§ **Directions**
Reproduce the forehead ornament description in full, word for word.

§ **Passage shown**
--

Image Forehead ornament, c1916

TLF ID R6685

This is an Aboriginal forehead ornament from the Northern Territory, believed to have been made in the early 1900s. It comprises more than 30 kangaroo teeth, each embedded in beeswax and then attached to a string. Lengths of string extend out at both ends of the ornament. The ornament is 45 cm long and 9.5 cm wide.



Educational details

Educational value
  • Indigenous people of central and northern Australia produced a variety of body ornaments for both ceremonial and decorative purposes and these included armlets, aprons, pubic tassels, pendants, neckbands and forehead bands, as seen here. Body ornaments were traded between Aboriginal groups and in some cases they were 'sung' to give them certain magical powers.
  • This forehead ornament was made using the incisor teeth of kangaroos, with each tooth being embedded in a small lump of beeswax, and then attached side by side on double-stranded string made of vegetable fibre. Among some Aboriginal groups forehead ornaments featuring kangaroo teeth were worn mostly by women. This ornament was worn with the points of the teeth hanging down.
  • String made of vegetable fibre was in widespread use among Australian Indigenous peoples and the anthropologist Walter Baldwin Spencer (1860-1929), when describing an ornament such as this in 1914, wrote that the parts of string without teeth attached were bound with other pieces of string to form a strong cord that passed behind the head. Spencer made numerous expeditions to central and northern Australia in the late 1800s and early 1900s.
  • A number of Indigenous groups in the Northern Territory used hardened beeswax as a fixative, heating and then moulding it into place while still warm. Apart from its use in ornaments such as the one pictured here, beeswax was also used for hafting stone knives and spears.

--

Records from a data source
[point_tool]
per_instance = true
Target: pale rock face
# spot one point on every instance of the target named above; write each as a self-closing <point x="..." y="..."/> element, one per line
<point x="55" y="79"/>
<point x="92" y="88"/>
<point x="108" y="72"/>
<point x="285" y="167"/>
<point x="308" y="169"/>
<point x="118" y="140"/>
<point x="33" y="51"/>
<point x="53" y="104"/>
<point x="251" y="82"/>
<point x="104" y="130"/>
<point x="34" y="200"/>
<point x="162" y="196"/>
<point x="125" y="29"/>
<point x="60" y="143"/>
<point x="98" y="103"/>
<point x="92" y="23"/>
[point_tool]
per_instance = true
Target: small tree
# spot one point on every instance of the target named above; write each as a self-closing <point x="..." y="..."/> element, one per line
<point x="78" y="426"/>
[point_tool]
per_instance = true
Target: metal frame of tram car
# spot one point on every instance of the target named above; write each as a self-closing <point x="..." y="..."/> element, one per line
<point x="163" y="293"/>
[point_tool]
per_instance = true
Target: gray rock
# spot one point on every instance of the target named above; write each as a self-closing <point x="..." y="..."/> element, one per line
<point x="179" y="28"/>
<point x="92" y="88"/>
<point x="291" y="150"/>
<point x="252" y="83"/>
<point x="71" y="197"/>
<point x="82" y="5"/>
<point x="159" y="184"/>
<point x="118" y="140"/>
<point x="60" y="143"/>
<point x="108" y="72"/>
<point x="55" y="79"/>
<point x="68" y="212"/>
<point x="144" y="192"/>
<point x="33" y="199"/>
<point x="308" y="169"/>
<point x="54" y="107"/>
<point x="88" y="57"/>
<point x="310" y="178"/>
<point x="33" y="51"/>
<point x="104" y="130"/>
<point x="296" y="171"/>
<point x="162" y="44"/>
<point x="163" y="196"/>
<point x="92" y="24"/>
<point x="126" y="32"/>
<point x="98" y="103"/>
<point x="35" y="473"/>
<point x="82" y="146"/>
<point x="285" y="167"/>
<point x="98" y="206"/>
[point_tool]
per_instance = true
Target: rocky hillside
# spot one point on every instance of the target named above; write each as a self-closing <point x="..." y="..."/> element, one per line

--

§ **Task answer**
Image Forehead ornament, c1916

TLF ID R6685

This is an Aboriginal forehead ornament from the Northern Territory, believed to have been made in the early 1900s. It comprises more than 30 kangaroo teeth, each embedded in beeswax and then attached to a string. Lengths of string extend out at both ends of the ornament. The ornament is 45 cm long and 9.5 cm wide.



Educational details

Educational value
  • Indigenous people of central and northern Australia produced a variety of body ornaments for both ceremonial and decorative purposes and these included armlets, aprons, pubic tassels, pendants, neckbands and forehead bands, as seen here. Body ornaments were traded between Aboriginal groups and in some cases they were 'sung' to give them certain magical powers.
  • This forehead ornament was made using the incisor teeth of kangaroos, with each tooth being embedded in a small lump of beeswax, and then attached side by side on double-stranded string made of vegetable fibre. Among some Aboriginal groups forehead ornaments featuring kangaroo teeth were worn mostly by women. This ornament was worn with the points of the teeth hanging down.
  • String made of vegetable fibre was in widespread use among Australian Indigenous peoples and the anthropologist Walter Baldwin Spencer (1860-1929), when describing an ornament such as this in 1914, wrote that the parts of string without teeth attached were bound with other pieces of string to form a strong cord that passed behind the head. Spencer made numerous expeditions to central and northern Australia in the late 1800s and early 1900s.
  • A number of Indigenous groups in the Northern Territory used hardened beeswax as a fixative, heating and then moulding it into place while still warm. Apart from its use in ornaments such as the one pictured here, beeswax was also used for hafting stone knives and spears.